- Problem statement
Please give the data below again in full, exactly as it stands.

----------------

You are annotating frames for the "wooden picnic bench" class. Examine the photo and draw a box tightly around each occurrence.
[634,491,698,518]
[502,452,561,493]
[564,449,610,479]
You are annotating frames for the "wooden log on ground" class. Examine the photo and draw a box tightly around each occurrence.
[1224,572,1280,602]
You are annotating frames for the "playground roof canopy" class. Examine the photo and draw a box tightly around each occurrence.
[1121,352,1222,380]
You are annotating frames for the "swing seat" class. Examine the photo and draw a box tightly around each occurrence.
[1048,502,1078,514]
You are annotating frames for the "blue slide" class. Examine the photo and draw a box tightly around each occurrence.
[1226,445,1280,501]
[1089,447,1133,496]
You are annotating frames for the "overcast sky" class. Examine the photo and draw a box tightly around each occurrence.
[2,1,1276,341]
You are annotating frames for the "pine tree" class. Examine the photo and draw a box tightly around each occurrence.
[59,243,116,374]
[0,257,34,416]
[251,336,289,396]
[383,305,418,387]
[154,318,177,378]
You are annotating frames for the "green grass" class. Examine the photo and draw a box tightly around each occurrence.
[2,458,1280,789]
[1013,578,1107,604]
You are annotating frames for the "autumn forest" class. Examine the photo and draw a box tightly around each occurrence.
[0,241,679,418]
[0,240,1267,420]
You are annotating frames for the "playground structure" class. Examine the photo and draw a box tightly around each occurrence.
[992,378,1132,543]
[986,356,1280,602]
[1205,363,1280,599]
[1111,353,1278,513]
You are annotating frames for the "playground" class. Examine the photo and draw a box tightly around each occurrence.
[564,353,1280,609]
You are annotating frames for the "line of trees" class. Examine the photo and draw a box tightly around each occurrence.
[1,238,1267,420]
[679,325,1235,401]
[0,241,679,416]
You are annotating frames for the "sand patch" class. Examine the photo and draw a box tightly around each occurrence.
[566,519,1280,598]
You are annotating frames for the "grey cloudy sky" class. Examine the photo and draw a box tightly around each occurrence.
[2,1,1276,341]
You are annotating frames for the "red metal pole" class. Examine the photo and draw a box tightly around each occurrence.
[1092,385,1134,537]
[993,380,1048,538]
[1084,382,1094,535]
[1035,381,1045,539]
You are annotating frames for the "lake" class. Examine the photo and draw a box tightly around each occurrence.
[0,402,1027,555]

----------------

- Problem solution
You are annotating frames for the "wooden picnic bench" class. Examine the photo and draw a box tightly around each occurrence.
[634,491,698,518]
[502,452,561,493]
[564,449,610,479]
You are annotating frames for the "wooden log on ground" class. Examine the photo and draw a box tightly around each occurrence.
[1224,572,1280,602]
You are annotating frames for the "playground roof canopy" class. Examine the photo and draw a box tightly around each occurrence.
[1121,352,1222,380]
You are annotating frames for the "swing seat" class. Examine the photo and draw a box tightly around each occurrence.
[1048,502,1078,514]
You are annotating frames for the "blue slide" class. Examine the photo and draw a box tightly around each occurrence.
[1226,445,1280,501]
[1089,447,1133,496]
You are annotating frames for the "overcast sky" class. Examine the photo and draw a box tightly around each occurrence.
[2,1,1276,341]
You are annotating frames for the "pine tree" class. Examine the photo and draw a box tightly around each occurrence.
[59,243,116,374]
[0,257,34,416]
[251,336,289,396]
[383,305,418,387]
[154,318,177,378]
You are annotating frames for the "green grass" class. Examine the photo and draw a box tightly around each occurrence.
[2,458,1280,789]
[1013,578,1107,604]
You are annotating frames for the "autumn forest" class. Examine the photo and draw a box tightly around each occurrence.
[0,241,679,418]
[0,240,1267,420]
You are annotating frames for the "playground structure" class. Examine the photo and draw a box tightly around each occurrence.
[992,378,1132,543]
[986,356,1280,602]
[1205,363,1280,599]
[1111,353,1278,513]
You are annotating frames for the "playground" class. Examine the photo and draw a box tightly around each occurrence.
[564,353,1280,609]
You are annotating frames for the "line of trees" class. Examine the photo and draw a box tightly around each occurrence.
[1,238,1267,420]
[679,325,1235,401]
[0,241,679,416]
You are annotating frames for the "sand patch" class. Examine the photo and draw a box tightly around each occurrence.
[566,519,1280,598]
You are annotating frames for the "grey cloudy sky" class. Examine the photo and draw a box tightly around each occurrence.
[2,1,1276,341]
You are annotating frames for the "red metal pole" class. Examine the photo and draw a box tightly around each occurrence.
[1092,385,1134,537]
[993,380,1048,538]
[1084,382,1094,535]
[1035,381,1045,539]
You are annotating frames for the "lake" class. Examine the photo and draw a box tightly around each occurrence.
[0,402,1027,555]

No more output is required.